▸ **YOUR TASK**: Retype the lines below exactly, starting with the line that contains "the man's left" and ending with the last line, with both included.

▸ **INPUT MATERIAL**:
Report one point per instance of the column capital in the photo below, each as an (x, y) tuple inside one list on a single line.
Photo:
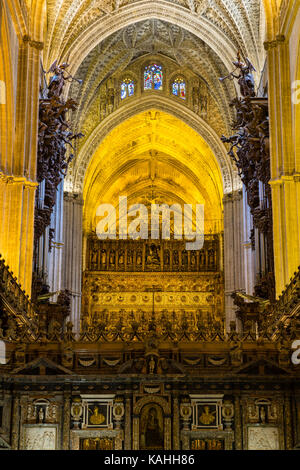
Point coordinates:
[(73, 197), (35, 44), (280, 39), (234, 196)]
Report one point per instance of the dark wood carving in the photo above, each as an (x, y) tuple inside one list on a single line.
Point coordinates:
[(54, 136), (249, 149)]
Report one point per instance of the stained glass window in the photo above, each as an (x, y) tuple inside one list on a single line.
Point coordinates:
[(153, 77), (178, 88), (127, 88)]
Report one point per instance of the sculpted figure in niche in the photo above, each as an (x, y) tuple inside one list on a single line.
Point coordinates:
[(112, 258), (121, 258), (152, 256), (103, 257), (152, 436), (207, 417), (94, 256), (96, 417)]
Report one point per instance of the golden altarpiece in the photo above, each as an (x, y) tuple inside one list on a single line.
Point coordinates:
[(124, 344)]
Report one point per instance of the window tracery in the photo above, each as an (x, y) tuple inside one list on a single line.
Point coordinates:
[(153, 77)]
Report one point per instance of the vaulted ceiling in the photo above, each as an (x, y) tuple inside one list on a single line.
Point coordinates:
[(240, 21), (102, 38)]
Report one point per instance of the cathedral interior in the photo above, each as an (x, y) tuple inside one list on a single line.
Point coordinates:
[(140, 343)]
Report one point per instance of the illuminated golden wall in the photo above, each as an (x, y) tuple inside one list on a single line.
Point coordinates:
[(154, 156)]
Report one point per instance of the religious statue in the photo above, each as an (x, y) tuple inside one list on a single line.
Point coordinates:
[(245, 77), (152, 433), (152, 258), (207, 417), (97, 418)]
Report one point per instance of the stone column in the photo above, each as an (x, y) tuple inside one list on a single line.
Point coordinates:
[(18, 156), (127, 443), (56, 250), (288, 424), (233, 251), (15, 425), (72, 253), (238, 424), (176, 425), (135, 434), (285, 166), (66, 423)]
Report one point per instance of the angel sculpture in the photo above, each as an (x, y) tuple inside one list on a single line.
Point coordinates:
[(245, 77), (57, 81)]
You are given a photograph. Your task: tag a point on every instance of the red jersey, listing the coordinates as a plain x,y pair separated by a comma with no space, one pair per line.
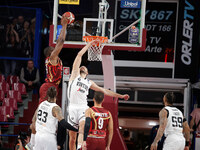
54,73
99,122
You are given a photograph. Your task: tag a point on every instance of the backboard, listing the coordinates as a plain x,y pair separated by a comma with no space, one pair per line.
103,18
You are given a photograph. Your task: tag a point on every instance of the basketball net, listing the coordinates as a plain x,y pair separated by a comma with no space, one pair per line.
95,50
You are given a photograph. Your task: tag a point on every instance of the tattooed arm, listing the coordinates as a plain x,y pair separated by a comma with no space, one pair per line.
57,113
163,123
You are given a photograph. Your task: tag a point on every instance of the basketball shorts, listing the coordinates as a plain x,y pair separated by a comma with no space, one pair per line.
43,91
76,114
45,141
174,142
96,143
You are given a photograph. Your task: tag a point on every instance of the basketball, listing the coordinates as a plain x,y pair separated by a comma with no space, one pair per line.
70,17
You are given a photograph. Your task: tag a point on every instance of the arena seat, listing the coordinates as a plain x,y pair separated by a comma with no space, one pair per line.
4,86
7,111
2,78
10,102
15,94
2,95
19,87
12,79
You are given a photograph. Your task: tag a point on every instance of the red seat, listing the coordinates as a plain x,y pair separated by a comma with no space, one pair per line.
10,102
15,94
19,87
4,86
3,118
12,79
7,111
2,78
2,95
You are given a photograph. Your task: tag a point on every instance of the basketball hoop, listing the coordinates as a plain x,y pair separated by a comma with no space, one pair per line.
95,50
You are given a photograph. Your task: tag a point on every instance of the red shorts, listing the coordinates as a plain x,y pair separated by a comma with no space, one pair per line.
43,91
96,143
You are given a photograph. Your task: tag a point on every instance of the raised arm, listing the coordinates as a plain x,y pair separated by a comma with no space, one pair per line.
87,127
57,112
77,61
192,123
60,42
95,87
110,131
163,123
186,131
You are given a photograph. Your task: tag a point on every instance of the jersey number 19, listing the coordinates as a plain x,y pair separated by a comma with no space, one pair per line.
177,121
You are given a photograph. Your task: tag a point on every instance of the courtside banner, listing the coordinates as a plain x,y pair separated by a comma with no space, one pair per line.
187,46
69,2
130,4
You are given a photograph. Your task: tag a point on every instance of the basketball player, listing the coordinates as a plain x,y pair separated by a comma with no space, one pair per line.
98,121
78,89
53,63
53,66
46,120
173,124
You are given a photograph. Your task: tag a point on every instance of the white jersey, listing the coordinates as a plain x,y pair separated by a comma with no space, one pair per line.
78,90
45,121
174,121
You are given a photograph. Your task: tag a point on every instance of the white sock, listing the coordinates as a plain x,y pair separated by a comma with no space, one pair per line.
79,146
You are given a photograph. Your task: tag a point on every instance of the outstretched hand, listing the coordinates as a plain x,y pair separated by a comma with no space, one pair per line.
84,145
64,21
126,97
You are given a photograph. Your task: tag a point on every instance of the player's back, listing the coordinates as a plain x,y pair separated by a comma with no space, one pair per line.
99,122
46,122
174,121
54,72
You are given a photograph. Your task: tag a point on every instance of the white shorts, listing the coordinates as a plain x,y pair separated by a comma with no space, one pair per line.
76,114
174,142
45,141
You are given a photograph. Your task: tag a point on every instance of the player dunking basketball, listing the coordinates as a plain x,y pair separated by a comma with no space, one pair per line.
98,121
78,89
46,120
53,66
173,125
53,63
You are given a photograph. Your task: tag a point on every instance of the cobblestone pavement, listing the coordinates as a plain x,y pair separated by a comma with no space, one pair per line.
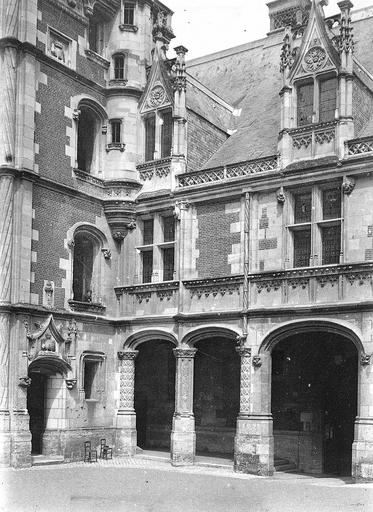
153,485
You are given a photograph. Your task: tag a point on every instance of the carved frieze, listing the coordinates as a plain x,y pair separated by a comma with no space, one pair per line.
315,59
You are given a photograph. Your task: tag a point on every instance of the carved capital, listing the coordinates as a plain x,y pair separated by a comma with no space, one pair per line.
106,253
257,361
24,382
244,351
129,355
70,383
365,359
184,353
348,185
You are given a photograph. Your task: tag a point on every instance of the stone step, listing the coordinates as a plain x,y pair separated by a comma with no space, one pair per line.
46,460
284,465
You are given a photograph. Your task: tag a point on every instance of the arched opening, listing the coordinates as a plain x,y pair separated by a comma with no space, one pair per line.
154,394
216,395
46,396
84,252
88,125
314,401
36,409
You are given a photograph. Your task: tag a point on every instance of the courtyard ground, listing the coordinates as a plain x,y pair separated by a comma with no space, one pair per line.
141,485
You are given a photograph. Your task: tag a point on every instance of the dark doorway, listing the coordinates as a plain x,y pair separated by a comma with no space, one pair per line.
216,395
314,401
36,410
154,394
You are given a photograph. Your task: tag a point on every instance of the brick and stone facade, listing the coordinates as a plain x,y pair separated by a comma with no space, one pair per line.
149,234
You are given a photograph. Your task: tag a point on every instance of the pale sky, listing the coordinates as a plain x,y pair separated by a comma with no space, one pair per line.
207,26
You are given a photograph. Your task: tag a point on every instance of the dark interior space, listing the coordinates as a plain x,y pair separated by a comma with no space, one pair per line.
216,395
36,410
314,393
154,394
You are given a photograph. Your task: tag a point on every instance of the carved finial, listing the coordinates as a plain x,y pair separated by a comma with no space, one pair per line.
365,359
280,195
348,185
106,253
257,362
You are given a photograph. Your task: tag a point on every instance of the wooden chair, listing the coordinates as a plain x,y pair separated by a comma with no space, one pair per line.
105,451
89,454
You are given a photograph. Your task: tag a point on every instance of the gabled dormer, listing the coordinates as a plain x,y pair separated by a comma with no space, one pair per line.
316,66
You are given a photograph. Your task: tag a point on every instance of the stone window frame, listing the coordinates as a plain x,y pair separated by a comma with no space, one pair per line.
128,27
100,141
98,270
157,247
158,138
316,81
69,61
99,379
315,225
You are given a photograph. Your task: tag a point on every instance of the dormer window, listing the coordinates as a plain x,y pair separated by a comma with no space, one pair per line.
317,101
158,135
129,13
118,61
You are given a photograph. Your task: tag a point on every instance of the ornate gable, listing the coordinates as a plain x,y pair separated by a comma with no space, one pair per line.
317,52
158,92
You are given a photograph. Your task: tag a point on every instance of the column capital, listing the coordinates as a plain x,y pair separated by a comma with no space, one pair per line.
127,354
185,353
244,351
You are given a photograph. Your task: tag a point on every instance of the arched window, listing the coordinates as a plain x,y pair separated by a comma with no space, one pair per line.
90,128
118,62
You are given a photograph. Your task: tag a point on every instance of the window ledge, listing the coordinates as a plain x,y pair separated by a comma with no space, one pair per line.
89,307
116,146
118,82
128,28
95,57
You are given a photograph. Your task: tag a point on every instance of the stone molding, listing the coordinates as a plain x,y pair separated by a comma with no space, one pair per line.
156,168
218,286
185,353
222,174
359,146
143,292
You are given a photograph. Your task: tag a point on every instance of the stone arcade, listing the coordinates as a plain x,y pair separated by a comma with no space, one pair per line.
186,251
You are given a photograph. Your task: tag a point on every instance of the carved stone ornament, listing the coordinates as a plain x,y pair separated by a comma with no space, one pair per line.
157,96
280,195
70,383
365,359
257,362
348,185
24,382
315,58
106,253
127,355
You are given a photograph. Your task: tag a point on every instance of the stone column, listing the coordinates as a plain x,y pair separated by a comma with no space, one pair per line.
362,448
183,436
126,416
254,437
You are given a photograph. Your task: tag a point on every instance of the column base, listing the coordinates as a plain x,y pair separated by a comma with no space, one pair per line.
183,441
126,434
362,451
254,445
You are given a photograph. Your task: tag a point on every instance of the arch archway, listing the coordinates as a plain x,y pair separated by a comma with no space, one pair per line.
155,369
216,389
314,388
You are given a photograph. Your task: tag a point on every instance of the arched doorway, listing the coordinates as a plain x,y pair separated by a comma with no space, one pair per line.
154,394
216,395
314,401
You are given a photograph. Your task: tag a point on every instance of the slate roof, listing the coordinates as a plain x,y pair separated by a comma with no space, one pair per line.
248,77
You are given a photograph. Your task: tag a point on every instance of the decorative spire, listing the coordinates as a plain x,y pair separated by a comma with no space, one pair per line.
346,40
179,81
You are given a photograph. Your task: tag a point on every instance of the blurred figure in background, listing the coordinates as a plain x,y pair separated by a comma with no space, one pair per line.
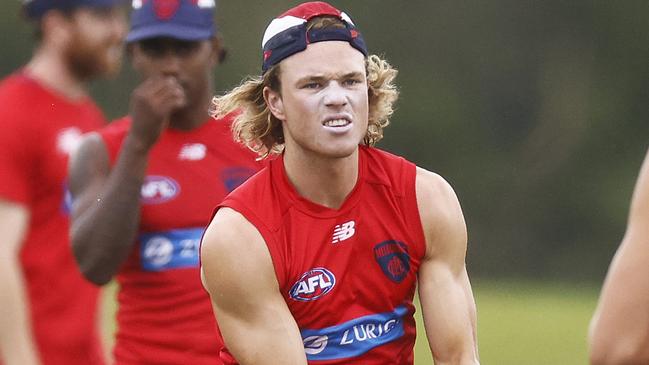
145,186
48,312
619,331
316,258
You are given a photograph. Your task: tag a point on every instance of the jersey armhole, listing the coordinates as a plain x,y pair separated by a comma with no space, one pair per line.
413,217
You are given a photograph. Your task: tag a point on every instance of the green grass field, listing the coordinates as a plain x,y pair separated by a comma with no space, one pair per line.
518,323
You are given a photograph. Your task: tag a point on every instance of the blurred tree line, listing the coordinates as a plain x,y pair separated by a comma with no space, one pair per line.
533,110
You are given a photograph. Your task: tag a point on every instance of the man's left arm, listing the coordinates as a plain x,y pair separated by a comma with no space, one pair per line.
444,290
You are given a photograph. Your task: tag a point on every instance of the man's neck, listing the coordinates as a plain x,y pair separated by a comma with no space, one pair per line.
324,181
49,68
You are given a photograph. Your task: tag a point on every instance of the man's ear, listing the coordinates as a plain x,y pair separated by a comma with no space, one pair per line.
275,103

▸ **COMPLETE OUTPUT**:
You are given a photograph. Your task: tag a point on every instance of the man's left arm, listing the coordinates as a plain x,y pair separated by a comma with no space, one pair per line.
444,290
You are given a photograph. Your task: tag a point on every instance of the man's neck, listing the coordinates as a plain x,y pair separated by a comma with no space, one pair per line.
324,181
49,68
You are given a photograph. Your task: tag a point on every instance of the man's ear, listing the coordinates as a plain x,y pair separated by a comma with no space, one pair per line.
275,103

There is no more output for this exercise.